Texto para leitura:
____________

Pode ser que Delgatti esteja mentindo, mas é necessário provar que ele está mentindo. Algo que Moro não se preocupou em fazer, em suas declarações de que, além dele, teriam sido “hackeados” o presidente da República, os presidentes da Câmara e do Senado, o presidente do STJ, a procuradora-geral da República, o ministro da Fazenda, a líder do governo no Congresso – ao todo, cerca de mil pessoas.
AVENIDA
Em Araraquara, o que se conhece de Delgatti, e dos outros presos, é que ganhavam dinheiro vendendo drogas em baladas. Foi o que nós ouvimos na ensolarada cidade.
Delgatti não tem qualquer emprego ou profissão.
A capacidade informática deles era, até onde pudemos averiguar, desconhecida daqueles que tinham com eles algum contato.
Entretanto, algo ficou mais claro a partir do depoimento de Delgatti: não houve um verdadeiro “hackeamento”.
Não é uma questão desprezível, pois torna mais inteligível o quadro.
Até a divulgação do depoimento de Delgatti, era um mistério como um grupo de pequenos marginais, usando um sistema operacional convencionalíssimo, sem nenhuma habilidade de programação, ou formação técnica em informática, conseguira invadir dispositivos eletrônicos e “puxar” dados – mensagens – de seus proprietários.
Por isso, nos pareceu que a história devia ser outra – ou que os presos estavam servindo para encobrir algo ou alguém.
No entanto, a nota da ex-deputada Manuela d’Ávila, confirmando a declaração de Delgatti, de que ele entrara em contato com ela, que o encaminhou a Glenn Greenwald, do The Intercept Brasil, acrescentou um elemento que não podemos ignorar (v. Manuela confirma informação que Walter Delgatti deu à PF).
A descrição de Delgatti sobre como encontrou uma “técnica” para invadir celulares e outros dispositivos simplifica a questão.
Por essa descrição, é evidente que eles (ou, aliás, ele, pois, segundo o seu depoimento, os outros três, que foram presos, não participaram e “em nenhum momento repassou para eles a técnica que criou para acessar contas do Telegram”) apenas usaram uma porta aberta pelo programa Telegram – algo que, segundo especialistas na matéria, nem se pode chamar de “debilidade”, pois essa abertura é intrínseca ao programa.

____________

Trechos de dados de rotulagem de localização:
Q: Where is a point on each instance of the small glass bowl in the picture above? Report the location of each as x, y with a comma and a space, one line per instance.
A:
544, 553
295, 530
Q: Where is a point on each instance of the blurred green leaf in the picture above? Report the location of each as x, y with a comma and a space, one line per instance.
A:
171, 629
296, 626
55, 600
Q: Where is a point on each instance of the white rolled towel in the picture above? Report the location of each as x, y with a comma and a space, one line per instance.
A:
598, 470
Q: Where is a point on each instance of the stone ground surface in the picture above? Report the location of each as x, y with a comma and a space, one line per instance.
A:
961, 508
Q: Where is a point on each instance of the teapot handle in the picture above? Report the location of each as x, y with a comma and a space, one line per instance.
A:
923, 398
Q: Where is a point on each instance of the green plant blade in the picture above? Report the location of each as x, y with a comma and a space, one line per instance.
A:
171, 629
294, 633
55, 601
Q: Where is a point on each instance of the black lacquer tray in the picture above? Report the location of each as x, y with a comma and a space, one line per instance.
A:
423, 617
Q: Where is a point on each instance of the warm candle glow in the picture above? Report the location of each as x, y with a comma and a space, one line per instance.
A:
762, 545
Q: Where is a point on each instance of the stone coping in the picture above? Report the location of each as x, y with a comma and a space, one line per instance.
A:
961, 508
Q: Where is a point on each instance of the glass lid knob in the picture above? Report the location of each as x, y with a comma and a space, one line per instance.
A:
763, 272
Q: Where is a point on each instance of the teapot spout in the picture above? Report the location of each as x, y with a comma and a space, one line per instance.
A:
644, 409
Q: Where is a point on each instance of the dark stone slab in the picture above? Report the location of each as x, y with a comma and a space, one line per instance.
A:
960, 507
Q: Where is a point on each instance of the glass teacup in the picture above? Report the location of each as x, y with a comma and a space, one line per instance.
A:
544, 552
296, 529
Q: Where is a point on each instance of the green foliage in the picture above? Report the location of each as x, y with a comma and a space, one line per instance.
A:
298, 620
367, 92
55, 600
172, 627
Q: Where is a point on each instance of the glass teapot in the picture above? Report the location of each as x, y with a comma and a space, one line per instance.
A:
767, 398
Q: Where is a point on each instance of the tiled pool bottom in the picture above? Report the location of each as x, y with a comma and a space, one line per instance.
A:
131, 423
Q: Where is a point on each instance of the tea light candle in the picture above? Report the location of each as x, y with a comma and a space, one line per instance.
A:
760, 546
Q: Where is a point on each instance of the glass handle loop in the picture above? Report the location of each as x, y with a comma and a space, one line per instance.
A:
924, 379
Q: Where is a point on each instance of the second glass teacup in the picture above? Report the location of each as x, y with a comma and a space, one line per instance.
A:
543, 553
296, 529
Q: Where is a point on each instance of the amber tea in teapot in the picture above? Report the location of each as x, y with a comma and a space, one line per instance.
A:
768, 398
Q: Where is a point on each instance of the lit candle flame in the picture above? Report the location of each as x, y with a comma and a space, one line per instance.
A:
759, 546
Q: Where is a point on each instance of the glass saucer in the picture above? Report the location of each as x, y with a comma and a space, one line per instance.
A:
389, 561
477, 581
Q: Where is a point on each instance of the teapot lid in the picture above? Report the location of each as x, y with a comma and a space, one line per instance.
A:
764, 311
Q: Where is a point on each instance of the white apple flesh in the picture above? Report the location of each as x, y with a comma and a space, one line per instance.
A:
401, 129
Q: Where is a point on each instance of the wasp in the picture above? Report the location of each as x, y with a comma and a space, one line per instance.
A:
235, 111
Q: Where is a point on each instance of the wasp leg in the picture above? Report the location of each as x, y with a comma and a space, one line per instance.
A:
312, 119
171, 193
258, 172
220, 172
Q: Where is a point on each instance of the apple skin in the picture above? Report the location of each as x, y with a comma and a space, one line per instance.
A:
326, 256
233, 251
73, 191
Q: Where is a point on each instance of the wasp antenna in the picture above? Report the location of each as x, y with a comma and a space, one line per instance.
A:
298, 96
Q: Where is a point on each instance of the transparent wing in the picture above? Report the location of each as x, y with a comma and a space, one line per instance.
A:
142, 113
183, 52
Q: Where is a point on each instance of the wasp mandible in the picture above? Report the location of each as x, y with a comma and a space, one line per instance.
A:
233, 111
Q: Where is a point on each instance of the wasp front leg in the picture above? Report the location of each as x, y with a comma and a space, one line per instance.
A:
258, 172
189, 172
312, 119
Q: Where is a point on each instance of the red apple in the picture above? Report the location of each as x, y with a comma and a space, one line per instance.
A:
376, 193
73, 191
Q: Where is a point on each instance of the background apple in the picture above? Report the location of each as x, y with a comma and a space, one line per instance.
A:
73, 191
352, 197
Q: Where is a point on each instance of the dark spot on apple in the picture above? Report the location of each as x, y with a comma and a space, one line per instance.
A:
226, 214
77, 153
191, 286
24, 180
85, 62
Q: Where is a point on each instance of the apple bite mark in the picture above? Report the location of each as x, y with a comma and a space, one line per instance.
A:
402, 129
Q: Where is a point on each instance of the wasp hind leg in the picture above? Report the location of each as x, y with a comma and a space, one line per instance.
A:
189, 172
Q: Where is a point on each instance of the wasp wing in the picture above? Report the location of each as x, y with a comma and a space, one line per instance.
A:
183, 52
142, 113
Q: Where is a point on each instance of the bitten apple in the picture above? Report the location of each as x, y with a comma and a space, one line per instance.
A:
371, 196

____________

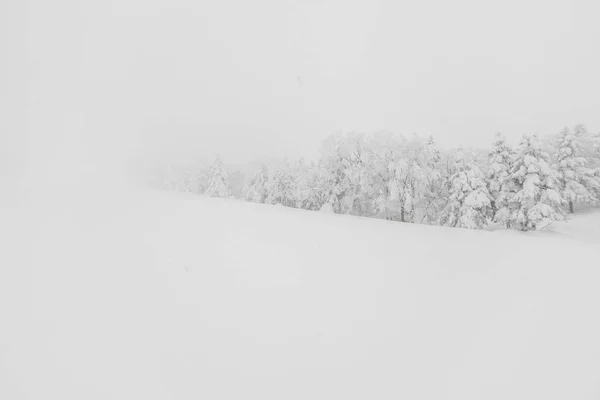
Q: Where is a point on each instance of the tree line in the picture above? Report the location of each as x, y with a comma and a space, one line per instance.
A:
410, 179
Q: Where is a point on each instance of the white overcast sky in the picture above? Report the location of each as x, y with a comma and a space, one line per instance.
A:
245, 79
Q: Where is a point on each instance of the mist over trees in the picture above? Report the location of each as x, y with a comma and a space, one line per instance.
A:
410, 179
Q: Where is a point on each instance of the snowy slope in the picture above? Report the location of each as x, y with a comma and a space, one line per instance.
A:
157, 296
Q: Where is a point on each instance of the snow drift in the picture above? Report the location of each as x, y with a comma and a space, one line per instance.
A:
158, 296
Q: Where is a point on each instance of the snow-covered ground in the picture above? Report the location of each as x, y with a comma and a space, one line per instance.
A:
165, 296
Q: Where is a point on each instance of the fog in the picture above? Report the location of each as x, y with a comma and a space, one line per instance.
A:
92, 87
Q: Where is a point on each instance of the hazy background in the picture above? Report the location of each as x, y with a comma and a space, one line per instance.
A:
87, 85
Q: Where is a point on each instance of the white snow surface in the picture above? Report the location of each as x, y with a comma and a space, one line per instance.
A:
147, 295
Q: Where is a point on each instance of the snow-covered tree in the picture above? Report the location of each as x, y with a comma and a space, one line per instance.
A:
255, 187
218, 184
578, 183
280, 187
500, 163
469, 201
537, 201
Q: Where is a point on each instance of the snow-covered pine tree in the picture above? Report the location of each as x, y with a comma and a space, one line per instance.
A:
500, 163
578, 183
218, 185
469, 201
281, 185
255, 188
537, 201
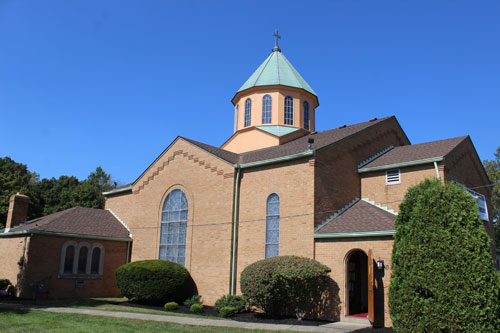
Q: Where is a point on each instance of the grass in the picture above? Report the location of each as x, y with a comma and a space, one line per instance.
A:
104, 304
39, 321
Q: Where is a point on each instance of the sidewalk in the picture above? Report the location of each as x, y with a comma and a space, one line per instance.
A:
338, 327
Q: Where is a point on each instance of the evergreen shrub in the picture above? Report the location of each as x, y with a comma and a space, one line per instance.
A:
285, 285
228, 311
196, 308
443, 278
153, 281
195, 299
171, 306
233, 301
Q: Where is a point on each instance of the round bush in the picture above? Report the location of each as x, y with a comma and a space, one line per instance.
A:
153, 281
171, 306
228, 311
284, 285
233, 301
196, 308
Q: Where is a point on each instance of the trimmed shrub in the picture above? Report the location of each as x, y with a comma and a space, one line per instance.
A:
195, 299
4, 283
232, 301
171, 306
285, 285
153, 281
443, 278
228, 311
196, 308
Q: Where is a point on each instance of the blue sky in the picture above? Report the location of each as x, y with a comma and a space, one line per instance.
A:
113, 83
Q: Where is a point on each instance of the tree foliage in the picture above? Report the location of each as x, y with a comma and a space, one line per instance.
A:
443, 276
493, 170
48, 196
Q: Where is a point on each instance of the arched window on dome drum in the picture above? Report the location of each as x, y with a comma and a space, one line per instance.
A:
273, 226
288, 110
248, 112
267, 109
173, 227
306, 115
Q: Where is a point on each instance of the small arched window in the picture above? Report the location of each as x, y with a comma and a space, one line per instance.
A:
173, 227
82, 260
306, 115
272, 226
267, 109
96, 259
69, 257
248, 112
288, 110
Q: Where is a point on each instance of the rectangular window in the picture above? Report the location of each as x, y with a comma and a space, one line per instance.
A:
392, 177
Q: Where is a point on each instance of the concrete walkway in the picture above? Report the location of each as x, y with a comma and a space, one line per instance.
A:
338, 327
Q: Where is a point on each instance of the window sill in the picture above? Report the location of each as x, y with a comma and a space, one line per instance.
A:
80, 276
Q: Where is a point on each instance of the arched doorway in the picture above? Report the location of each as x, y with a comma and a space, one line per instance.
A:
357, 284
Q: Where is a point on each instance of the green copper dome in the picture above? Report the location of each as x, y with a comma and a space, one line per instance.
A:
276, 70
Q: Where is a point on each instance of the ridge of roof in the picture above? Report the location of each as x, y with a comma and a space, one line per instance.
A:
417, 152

____________

Tarefas a realizar:
(1) Transcreva do texto sobre Delgatti a parte que se inicia com as palavras "Não é uma questão" e se encerra com "Delgatti deu à PF).".
(2) Reescreva de forma mais concisa o parágrafo do texto sobre Delgatti iniciado por "Até a divulgação do depoimento de Delgatti", mantendo as informações principais.

Resultados obtidos:
(1)
Não é uma questão desprezível, pois torna mais inteligível o quadro.
Até a divulgação do depoimento de Delgatti, era um mistério como um grupo de pequenos marginais, usando um sistema operacional convencionalíssimo, sem nenhuma habilidade de programação, ou formação técnica em informática, conseguira invadir dispositivos eletrônicos e “puxar” dados – mensagens – de seus proprietários.
Por isso, nos pareceu que a história devia ser outra – ou que os presos estavam servindo para encobrir algo ou alguém.
No entanto, a nota da ex-deputada Manuela d’Ávila, confirmando a declaração de Delgatti, de que ele entrara em contato com ela, que o encaminhou a Glenn Greenwald, do The Intercept Brasil, acrescentou um elemento que não podemos ignorar (v. Manuela confirma informação que Walter Delgatti deu à PF).

(2) Antes do depoimento de Delgatti, não se entendia como pequenos marginais sem formação técnica nem habilidade de programação, usando um sistema operacional comum, haviam invadido dispositivos eletrônicos e obtido mensagens de seus proprietários.